Students studying at Parramatta campus should refer to 300236 - Physical Chemistry 2. The unit provides the understanding of the chemical principles as applied to biological molecules (biomolecules). Chemical and electrochemical energy transformations approaching equilibria and rates of biological processes are studied and further explored for useful experimental and data-analysis skills. Selected areas including enzyme kinetics or membrane equilibria will be studied.

Students studying at Hawkesbury or Parramatta campus should refer to 300235 - Organic Chemistry 3. This unit introduces selected areas of more advanced organic chemistry, targeted largely on the tools to synthesise and identify organic molecules of biological and medicinal interest. The practical skills required are learnt through laboratory exercises which complement the theory.

Students studying at Hawkesbury or Parramatta campus should refer to 300298 - Analytical Chemistry 3. This unit provides the student with skills to carry out the more advanced wet chemical analysis and provides an understanding of the principles of instrumental analysis, covering the areas of spectroscopy, chromatography, electrochemistry, thermal methods and automated methods of analysis. The techniques of analytical method development, inorganic and organic residue analysis, herbal analysis and forensic toxicology analysis will be discussed. Aspects of quality control and quality assurance will also be included.
• • • • •
BRIEF 1>
List every area of instrumental analysis that the chemistry unit descriptions say the analytical chemistry unit covers.
BRIEF 2>
Reproduce the part of the chemistry unit descriptions from "Students studying at Parramatta" to "complement the theory." word for word.
• • • • •
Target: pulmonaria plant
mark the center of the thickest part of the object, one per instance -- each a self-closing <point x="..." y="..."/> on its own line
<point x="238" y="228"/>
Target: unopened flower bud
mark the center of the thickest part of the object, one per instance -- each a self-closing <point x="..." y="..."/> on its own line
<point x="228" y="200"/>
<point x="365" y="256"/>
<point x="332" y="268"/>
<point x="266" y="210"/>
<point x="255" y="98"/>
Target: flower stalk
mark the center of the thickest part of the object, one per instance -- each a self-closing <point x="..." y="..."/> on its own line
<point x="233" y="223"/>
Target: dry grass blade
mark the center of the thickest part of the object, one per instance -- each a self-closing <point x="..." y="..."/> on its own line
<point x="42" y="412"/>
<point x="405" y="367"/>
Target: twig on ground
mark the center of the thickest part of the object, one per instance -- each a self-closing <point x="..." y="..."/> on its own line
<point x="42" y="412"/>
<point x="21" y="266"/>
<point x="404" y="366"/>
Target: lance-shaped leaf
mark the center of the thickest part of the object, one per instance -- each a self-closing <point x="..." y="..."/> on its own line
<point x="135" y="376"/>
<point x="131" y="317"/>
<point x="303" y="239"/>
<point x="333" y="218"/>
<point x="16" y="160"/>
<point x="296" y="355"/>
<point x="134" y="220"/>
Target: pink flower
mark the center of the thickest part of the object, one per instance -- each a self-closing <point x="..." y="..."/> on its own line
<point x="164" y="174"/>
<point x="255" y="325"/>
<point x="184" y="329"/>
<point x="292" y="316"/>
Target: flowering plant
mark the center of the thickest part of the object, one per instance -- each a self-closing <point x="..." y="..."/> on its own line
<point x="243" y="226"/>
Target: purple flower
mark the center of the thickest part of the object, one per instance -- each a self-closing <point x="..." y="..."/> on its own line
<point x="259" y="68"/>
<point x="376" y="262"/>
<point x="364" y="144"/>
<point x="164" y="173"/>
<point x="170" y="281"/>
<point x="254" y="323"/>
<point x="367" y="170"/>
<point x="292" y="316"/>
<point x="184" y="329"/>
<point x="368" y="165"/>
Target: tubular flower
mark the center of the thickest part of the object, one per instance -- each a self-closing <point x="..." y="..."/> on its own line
• • • • •
TASK OUTPUT 1>
- Spectroscopy
- Chromatography
- Electrochemistry
- Thermal methods
- Automated methods of analysis

TASK OUTPUT 2>
Students studying at Parramatta campus should refer to 300236 - Physical Chemistry 2. The unit provides the understanding of the chemical principles as applied to biological molecules (biomolecules). Chemical and electrochemical energy transformations approaching equilibria and rates of biological processes are studied and further explored for useful experimental and data-analysis skills. Selected areas including enzyme kinetics or membrane equilibria will be studied.

Students studying at Hawkesbury or Parramatta campus should refer to 300235 - Organic Chemistry 3. This unit introduces selected areas of more advanced organic chemistry, targeted largely on the tools to synthesise and identify organic molecules of biological and medicinal interest. The practical skills required are learnt through laboratory exercises which complement the theory.